TASK TO CARRY OUT:
Look through the records and copy each line that has "below" in it.

Extracted data entries:

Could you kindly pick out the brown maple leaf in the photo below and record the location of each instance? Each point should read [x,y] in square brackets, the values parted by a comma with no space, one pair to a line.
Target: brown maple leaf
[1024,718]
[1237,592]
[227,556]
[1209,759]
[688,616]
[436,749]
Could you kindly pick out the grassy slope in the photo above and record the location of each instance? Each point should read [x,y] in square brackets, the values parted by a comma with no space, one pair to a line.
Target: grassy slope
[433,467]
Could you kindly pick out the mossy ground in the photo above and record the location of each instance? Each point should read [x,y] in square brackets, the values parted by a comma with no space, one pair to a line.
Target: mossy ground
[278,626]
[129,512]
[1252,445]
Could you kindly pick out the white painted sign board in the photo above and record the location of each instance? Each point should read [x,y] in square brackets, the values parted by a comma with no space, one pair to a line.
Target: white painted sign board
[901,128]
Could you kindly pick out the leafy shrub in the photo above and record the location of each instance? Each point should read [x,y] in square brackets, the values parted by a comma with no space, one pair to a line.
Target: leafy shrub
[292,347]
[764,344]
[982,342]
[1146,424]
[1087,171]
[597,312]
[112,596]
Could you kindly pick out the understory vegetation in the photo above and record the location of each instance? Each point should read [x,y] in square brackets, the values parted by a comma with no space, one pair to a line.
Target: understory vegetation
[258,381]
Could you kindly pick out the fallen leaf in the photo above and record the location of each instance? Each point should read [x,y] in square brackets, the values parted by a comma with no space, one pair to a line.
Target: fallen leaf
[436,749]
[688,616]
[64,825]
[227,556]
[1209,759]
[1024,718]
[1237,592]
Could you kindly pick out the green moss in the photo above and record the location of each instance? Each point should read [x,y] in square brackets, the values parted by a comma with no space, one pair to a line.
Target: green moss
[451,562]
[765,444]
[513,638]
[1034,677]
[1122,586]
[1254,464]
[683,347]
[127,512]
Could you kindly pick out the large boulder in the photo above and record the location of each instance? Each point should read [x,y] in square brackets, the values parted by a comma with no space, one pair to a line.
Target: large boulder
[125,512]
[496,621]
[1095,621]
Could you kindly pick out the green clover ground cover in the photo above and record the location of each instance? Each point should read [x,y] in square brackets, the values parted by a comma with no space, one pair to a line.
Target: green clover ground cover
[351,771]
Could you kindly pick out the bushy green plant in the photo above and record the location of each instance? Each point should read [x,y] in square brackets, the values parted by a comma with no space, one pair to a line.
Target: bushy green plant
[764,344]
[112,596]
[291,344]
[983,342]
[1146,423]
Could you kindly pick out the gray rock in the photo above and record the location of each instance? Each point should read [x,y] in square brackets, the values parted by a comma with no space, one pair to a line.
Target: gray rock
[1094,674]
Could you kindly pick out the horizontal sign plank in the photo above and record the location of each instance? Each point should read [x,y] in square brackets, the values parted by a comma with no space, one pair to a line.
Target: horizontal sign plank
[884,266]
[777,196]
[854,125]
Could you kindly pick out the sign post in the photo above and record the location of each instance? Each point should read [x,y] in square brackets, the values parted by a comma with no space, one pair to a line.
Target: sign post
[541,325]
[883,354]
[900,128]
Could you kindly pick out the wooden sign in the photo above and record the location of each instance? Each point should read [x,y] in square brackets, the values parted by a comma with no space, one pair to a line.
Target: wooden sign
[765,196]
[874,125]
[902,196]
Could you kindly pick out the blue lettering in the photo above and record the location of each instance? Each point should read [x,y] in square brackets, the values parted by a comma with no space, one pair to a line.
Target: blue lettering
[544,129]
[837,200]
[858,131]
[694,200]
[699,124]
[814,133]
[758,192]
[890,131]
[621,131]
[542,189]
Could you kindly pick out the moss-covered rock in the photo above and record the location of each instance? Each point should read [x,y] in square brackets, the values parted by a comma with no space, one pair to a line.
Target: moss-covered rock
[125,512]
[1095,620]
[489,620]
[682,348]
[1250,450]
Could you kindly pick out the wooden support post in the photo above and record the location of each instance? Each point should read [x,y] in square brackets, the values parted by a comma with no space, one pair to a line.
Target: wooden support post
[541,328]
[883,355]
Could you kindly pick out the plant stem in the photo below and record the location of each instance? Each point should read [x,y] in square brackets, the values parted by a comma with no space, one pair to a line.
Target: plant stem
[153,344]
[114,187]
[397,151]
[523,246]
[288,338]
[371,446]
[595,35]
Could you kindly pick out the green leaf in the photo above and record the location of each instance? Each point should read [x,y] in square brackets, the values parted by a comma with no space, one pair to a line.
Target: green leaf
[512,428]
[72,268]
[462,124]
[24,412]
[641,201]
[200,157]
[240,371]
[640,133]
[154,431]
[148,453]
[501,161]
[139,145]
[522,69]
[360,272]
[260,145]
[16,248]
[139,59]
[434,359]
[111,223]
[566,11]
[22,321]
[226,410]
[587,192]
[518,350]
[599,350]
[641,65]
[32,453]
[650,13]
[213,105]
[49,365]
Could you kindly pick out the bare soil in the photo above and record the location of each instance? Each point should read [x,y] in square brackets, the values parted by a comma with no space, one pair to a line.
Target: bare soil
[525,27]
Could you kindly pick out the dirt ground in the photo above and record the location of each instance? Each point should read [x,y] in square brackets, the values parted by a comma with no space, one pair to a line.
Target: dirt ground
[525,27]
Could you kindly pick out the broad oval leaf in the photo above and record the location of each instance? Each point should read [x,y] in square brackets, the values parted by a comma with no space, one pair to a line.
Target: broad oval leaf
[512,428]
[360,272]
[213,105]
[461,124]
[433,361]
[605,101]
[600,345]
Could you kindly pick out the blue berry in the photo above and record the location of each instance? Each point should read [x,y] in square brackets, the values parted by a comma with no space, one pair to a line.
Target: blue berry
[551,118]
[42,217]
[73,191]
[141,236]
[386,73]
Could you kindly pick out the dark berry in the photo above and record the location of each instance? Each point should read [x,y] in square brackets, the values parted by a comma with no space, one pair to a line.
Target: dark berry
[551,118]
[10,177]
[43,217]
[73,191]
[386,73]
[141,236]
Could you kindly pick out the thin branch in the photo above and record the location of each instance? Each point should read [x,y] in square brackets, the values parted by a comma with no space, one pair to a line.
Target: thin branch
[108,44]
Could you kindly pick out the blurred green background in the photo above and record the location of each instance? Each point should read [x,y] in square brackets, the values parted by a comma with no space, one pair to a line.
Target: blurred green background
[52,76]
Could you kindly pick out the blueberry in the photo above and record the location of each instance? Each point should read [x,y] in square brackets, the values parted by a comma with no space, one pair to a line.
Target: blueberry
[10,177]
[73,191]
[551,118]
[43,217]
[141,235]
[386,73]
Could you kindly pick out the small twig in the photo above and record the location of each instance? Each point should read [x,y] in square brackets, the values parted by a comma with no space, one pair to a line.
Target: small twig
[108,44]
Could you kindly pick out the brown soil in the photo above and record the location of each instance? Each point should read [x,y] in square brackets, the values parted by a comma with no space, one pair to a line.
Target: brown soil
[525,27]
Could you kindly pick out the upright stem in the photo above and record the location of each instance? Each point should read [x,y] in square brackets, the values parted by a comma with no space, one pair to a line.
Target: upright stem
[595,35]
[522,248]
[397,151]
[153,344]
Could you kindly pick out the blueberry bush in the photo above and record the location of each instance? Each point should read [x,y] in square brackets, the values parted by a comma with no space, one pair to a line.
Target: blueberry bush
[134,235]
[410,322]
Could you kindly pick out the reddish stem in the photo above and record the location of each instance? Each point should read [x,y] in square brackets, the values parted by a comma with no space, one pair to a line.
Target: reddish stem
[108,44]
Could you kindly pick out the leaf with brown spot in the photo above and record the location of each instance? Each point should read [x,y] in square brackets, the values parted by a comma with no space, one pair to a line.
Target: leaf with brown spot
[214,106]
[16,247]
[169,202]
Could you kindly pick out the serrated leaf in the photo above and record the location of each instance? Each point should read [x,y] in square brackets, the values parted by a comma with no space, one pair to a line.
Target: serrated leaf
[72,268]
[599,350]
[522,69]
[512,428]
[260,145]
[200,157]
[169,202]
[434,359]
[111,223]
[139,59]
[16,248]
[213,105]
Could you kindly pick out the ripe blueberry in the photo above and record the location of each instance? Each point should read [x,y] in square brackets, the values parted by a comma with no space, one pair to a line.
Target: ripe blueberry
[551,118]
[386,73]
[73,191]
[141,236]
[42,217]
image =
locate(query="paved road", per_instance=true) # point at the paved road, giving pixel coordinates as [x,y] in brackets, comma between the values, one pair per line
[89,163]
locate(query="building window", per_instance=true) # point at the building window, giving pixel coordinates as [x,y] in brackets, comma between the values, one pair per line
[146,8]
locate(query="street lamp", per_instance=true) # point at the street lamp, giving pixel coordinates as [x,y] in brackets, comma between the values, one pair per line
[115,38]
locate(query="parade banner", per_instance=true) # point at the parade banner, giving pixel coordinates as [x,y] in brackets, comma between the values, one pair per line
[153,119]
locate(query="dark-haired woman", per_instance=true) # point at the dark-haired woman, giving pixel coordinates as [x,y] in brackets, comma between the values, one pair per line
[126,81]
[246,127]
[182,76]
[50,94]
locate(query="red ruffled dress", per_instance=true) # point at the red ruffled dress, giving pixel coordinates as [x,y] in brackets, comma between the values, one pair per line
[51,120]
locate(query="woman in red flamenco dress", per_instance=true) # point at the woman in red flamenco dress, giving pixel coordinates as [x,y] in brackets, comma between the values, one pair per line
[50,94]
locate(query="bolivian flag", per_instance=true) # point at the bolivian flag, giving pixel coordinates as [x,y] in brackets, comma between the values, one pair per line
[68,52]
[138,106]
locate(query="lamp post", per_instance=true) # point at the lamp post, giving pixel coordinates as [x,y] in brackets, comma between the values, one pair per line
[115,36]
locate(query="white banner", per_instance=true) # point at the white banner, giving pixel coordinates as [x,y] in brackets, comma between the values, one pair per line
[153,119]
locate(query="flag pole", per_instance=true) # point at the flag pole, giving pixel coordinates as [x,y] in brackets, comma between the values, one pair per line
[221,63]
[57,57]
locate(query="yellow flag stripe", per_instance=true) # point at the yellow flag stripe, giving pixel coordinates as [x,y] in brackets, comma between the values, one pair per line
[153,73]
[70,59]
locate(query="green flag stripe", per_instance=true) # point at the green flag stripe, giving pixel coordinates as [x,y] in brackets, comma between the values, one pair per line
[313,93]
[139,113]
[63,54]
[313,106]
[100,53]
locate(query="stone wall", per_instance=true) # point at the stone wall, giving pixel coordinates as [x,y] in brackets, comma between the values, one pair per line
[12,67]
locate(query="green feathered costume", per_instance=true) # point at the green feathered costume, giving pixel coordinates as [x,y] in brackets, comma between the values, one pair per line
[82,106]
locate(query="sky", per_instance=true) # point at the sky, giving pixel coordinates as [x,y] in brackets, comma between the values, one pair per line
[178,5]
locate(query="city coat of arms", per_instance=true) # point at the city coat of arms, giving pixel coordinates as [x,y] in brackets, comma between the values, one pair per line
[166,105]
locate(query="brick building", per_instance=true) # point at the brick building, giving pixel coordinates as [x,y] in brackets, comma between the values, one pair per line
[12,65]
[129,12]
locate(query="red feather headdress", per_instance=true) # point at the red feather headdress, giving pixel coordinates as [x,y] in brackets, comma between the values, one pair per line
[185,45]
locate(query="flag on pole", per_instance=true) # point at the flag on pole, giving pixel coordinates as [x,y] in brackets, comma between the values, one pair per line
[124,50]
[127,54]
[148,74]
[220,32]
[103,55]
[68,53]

RESPONSE BOX:
Could you kindly pick out the brown maple leaf in the photo below and record the location of each instance? Each point should read [x,y] in square brackets, the values parted by a comma with no space, one pair to a line.
Could you kindly pick out the plant stem in the photo below and record the location of each instance? Each point should read [x,y] in square brackets, the values parted by a comma with no space, one pair to a line.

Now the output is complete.